begin Provided data
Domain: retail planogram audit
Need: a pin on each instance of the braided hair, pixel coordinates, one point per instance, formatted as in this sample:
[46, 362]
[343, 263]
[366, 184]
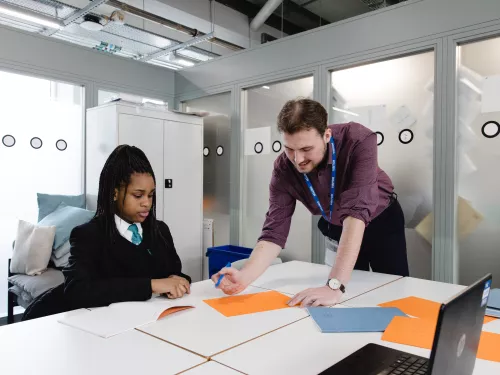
end Provided data
* _Exercise_
Copy out the lines of the entries above word for word, leaving the picture out of your answer.

* _Answer to this task_
Domain: retail planogram audit
Need: a pin on each instance of the braided hair, pixel coordinates, one point per instance, formatted as in this sample:
[46, 362]
[343, 263]
[366, 184]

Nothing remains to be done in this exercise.